Task brief:
Pick out every line in the records below that contains the word "sleeve", and copy each one in full.

### Working data ###

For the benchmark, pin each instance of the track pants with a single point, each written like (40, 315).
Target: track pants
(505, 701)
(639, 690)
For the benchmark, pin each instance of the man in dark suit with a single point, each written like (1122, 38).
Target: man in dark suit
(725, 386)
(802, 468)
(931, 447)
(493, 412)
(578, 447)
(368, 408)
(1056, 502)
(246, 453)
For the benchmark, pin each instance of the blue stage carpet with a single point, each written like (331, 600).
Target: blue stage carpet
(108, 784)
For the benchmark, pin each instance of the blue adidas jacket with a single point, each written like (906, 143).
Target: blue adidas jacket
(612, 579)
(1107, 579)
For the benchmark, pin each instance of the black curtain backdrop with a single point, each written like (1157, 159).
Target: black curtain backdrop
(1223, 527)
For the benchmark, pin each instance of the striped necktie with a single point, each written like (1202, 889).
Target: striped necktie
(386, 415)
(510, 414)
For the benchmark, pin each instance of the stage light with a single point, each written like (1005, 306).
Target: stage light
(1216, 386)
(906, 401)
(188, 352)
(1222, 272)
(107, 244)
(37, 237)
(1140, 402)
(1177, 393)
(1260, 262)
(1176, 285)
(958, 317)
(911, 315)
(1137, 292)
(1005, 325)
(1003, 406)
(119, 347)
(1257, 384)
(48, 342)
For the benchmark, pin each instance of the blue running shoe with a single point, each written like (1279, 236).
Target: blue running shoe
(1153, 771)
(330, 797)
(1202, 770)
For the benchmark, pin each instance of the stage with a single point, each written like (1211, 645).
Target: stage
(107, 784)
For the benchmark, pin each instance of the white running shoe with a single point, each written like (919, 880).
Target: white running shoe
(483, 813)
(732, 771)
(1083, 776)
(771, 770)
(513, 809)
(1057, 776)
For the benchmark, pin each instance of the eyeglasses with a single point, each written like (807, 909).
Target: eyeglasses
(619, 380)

###
### Working data ###

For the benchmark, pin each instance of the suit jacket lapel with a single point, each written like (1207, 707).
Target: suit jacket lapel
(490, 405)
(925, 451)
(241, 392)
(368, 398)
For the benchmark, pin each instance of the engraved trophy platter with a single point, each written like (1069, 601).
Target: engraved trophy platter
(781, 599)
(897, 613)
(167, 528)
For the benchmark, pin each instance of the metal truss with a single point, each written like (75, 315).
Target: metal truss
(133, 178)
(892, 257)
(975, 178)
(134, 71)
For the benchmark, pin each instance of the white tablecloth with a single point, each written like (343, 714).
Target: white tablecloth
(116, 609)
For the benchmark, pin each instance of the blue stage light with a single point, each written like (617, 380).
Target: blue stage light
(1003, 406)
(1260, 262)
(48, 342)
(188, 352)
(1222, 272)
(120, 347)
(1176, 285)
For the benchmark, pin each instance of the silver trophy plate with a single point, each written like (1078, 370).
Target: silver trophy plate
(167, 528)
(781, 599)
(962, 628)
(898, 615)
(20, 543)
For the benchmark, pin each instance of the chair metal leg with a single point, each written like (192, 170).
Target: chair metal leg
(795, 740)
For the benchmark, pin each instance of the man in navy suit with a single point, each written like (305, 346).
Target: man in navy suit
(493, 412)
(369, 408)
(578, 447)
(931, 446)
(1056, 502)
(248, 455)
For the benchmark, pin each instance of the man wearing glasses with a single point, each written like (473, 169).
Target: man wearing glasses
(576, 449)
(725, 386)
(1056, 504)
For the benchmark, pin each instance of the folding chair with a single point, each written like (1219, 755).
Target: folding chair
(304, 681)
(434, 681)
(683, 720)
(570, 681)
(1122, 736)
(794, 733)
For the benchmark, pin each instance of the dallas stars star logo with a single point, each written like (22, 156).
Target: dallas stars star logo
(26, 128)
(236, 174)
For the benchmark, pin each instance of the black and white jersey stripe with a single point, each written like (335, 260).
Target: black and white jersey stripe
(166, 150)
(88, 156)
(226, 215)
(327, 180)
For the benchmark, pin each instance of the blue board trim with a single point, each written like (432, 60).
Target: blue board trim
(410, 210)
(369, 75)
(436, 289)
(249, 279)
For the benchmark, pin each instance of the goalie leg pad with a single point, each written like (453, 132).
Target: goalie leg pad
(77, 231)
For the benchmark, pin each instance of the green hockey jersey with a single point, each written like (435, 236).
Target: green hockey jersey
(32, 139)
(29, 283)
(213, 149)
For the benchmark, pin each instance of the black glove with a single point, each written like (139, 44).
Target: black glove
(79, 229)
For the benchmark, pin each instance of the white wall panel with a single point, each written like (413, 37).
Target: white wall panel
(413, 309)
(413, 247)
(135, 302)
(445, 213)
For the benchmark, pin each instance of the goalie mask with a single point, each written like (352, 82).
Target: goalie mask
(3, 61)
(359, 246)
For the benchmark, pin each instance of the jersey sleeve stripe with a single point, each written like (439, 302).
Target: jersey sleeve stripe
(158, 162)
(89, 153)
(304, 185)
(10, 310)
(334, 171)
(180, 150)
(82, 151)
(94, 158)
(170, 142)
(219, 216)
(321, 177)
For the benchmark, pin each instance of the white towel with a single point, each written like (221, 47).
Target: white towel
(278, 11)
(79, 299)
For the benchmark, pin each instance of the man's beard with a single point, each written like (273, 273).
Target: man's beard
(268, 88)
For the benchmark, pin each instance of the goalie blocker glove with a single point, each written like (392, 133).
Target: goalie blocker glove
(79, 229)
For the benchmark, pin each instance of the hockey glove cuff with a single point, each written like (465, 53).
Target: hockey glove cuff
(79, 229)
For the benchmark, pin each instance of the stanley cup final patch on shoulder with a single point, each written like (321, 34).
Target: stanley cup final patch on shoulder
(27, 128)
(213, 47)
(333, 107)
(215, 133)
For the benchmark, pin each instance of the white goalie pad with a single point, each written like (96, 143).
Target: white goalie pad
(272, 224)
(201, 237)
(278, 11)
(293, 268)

###

Exercise response:
For the benchmark, pin each instance of the jersey sleeve stripe with a single point, each written like (439, 302).
Target: jersey sleeve stripe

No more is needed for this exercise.